SELECTED PASSAGE

————

Research

I specialize in historical and contemporary political philosophy. My research is oriented by the two simultaneous tasks: I ask questions about the extent to which Kantian-Enlightenment narratives continue to shape our lives today, and I try to find a way to break the hold of these provincial visions on our present. I am currently writing a number of essays on political freedom, collated in work that I tentatively call “Reframing Freedom.” These interdisciplinary humanistic writings converge around Black, intersectional, and decolonial feminist themes and traditions, taking on liberal conceptions of political freedom.

Most recently, I translated, from Turkish to English, a story-essay by Nurhayat Altun; it is forthcoming in a collection entitled The Purple Color of Kurdish Politics: Women Politicians Write from Prison (Pluto Press). I also published a number of articles on the legacy of Charles Mills’s “Black Radical Kantianism” for Kant studies (in Kantian Review) and contemporary political theory (forthcoming in Radical Philosophy Review). I co-authored an article (with Jordan Pascoe), entitled, “Kant and Feminist Political Thought, Redux,” in which we re-assess Kant’s/Kantian notions of Enlightenment, citizenship, and public sphere from Black, intersectional, decolonial, and materialist feminist perspectives (forthcoming in Palgrave German Idealism and Feminism Handbook). I wrote the “Introduction” for and co-edited the updated version of the Stanford Encyclopedia of Philosophy (SEP) entry on “Continental Feminism.”

————

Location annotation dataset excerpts

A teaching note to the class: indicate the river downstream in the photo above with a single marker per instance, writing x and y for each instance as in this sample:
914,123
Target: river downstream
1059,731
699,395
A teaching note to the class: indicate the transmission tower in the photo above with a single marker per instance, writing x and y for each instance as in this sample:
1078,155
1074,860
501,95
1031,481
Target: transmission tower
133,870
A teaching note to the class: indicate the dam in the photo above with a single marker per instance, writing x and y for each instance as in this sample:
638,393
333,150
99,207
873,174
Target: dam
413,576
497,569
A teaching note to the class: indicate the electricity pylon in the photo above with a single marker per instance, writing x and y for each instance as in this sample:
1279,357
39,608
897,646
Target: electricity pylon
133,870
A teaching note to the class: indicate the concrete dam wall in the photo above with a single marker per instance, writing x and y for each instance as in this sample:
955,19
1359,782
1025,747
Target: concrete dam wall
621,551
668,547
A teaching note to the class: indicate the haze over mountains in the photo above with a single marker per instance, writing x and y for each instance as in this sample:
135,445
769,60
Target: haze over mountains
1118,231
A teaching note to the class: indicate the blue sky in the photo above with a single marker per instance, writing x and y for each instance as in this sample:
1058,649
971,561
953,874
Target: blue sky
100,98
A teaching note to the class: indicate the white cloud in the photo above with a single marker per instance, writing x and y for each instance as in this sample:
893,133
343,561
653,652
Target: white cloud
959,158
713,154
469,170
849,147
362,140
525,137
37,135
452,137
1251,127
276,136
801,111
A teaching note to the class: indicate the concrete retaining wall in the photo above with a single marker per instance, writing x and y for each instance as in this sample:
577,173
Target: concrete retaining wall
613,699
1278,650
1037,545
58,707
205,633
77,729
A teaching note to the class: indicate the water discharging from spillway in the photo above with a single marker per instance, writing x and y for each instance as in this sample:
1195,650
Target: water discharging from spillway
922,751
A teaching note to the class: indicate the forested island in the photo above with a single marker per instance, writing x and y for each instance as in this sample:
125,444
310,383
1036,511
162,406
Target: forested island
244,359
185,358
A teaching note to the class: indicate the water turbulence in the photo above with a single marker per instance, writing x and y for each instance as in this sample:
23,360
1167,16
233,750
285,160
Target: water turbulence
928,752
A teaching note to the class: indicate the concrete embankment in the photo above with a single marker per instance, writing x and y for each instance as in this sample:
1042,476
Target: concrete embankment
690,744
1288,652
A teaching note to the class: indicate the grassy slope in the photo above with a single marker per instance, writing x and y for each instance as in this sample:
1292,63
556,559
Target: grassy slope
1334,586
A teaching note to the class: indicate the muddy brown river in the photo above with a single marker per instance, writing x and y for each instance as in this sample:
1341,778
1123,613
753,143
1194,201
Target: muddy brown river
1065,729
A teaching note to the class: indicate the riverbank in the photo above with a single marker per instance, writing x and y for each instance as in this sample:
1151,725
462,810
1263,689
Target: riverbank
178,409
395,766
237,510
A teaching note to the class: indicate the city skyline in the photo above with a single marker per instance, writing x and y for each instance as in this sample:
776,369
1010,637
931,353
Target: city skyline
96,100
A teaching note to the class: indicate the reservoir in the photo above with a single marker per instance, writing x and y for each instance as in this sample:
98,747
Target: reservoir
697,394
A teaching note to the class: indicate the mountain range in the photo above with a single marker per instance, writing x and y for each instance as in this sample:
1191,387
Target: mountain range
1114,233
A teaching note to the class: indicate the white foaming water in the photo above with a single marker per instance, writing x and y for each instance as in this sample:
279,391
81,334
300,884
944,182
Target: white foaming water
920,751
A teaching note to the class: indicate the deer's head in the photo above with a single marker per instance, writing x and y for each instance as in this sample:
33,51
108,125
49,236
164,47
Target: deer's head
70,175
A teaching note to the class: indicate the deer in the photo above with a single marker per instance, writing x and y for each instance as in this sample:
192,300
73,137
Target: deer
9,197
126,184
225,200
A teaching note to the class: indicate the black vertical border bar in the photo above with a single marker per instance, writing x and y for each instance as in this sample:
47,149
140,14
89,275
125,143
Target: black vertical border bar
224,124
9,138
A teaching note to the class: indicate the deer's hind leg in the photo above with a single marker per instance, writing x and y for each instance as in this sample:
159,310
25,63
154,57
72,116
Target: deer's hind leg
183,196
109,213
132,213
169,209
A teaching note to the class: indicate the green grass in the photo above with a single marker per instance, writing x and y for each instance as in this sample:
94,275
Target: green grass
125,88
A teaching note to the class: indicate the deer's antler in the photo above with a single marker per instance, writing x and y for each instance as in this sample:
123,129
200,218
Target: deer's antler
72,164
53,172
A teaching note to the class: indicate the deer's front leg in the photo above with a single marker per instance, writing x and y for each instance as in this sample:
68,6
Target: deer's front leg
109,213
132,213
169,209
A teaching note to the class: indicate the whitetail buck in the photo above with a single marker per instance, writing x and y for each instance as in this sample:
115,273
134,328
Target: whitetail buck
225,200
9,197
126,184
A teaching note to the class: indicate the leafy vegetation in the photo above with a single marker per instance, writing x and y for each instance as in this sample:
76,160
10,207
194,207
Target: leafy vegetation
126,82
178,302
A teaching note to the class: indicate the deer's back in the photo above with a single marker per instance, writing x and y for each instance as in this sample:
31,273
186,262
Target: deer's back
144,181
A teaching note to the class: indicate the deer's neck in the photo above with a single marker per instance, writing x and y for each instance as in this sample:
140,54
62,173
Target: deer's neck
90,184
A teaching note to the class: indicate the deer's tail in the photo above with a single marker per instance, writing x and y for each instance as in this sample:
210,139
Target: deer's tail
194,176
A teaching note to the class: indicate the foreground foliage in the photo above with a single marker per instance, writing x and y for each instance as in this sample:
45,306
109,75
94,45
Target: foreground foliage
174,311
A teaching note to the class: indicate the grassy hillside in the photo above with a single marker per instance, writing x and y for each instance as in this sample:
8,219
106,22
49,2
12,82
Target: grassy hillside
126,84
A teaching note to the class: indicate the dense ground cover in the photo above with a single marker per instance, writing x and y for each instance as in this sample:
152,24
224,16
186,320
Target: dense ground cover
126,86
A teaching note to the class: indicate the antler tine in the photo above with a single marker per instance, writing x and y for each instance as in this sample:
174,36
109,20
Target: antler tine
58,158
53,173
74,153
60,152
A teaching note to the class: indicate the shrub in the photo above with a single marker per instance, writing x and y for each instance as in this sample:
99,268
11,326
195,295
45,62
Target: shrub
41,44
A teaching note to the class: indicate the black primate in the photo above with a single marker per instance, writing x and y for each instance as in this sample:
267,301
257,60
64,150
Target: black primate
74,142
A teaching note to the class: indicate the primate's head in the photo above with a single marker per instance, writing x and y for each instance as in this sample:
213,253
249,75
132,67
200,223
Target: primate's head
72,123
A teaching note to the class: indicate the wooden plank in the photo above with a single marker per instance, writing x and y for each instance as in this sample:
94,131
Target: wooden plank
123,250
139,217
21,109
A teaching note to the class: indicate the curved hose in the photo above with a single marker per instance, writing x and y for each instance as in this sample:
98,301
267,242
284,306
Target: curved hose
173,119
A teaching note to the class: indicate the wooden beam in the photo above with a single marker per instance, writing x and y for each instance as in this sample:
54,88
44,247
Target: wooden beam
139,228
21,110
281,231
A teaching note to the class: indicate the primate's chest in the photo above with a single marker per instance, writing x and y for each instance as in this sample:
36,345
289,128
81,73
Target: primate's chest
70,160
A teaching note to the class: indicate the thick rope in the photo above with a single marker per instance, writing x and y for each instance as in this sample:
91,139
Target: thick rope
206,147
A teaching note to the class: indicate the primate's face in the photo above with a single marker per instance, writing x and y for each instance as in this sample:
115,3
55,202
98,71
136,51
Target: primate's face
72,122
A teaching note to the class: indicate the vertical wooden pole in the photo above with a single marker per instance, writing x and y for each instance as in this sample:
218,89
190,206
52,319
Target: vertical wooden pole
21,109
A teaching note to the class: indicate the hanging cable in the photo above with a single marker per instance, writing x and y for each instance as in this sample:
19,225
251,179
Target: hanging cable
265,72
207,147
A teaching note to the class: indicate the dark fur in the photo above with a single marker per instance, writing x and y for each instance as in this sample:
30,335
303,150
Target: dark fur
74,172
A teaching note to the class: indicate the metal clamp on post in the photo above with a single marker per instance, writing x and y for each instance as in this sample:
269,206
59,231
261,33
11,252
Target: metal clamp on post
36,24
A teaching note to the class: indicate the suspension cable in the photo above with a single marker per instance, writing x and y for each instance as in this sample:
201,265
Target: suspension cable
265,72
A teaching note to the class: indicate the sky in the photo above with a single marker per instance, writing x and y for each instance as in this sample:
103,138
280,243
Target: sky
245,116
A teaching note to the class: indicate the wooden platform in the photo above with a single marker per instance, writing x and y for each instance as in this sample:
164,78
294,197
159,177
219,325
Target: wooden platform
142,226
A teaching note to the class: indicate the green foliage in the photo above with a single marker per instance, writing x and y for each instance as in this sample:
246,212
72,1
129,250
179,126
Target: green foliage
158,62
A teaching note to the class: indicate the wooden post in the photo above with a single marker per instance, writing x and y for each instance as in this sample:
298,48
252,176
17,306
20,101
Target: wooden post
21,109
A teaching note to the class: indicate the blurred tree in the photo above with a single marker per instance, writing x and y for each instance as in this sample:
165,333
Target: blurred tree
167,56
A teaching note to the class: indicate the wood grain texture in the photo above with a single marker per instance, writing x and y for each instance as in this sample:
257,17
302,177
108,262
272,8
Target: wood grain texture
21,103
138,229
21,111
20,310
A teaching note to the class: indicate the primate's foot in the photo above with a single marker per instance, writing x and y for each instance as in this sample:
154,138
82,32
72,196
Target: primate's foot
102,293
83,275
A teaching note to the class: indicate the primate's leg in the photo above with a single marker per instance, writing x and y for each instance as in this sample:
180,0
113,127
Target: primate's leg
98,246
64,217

————

EXERCISE INSTRUCTIONS
**A)** Translate this sentence from the research statement above into Spanish: "I specialize in historical and contemporary political philosophy."
**B)** Answer these questions from the research statement above:
(i) What tentative title is given to the work collecting the essays on political freedom?
(ii) From which language was the story-essay by Nurhayat Altun translated?
(iii) Who co-authored the article "Kant and Feminist Political Thought, Redux"?
**C)** Rewrite the research statement above from "I specialize in" up to and including "of political freedom.", substituting "cross-disciplinary" for "interdisciplinary".

EXERCISE RESULTS
**A)** Me especializo en filosofía política histórica y contemporánea.

**B)**
(i) "Reframing Freedom"
(ii) Turkish
(iii) Jordan Pascoe

**C)**
I specialize in historical and contemporary political philosophy. My research is oriented by the two simultaneous tasks: I ask questions about the extent to which Kantian-Enlightenment narratives continue to shape our lives today, and I try to find a way to break the hold of these provincial visions on our present. I am currently writing a number of essays on political freedom, collated in work that I tentatively call “Reframing Freedom.” These cross-disciplinary humanistic writings converge around Black, intersectional, and decolonial feminist themes and traditions, taking on liberal conceptions of political freedom.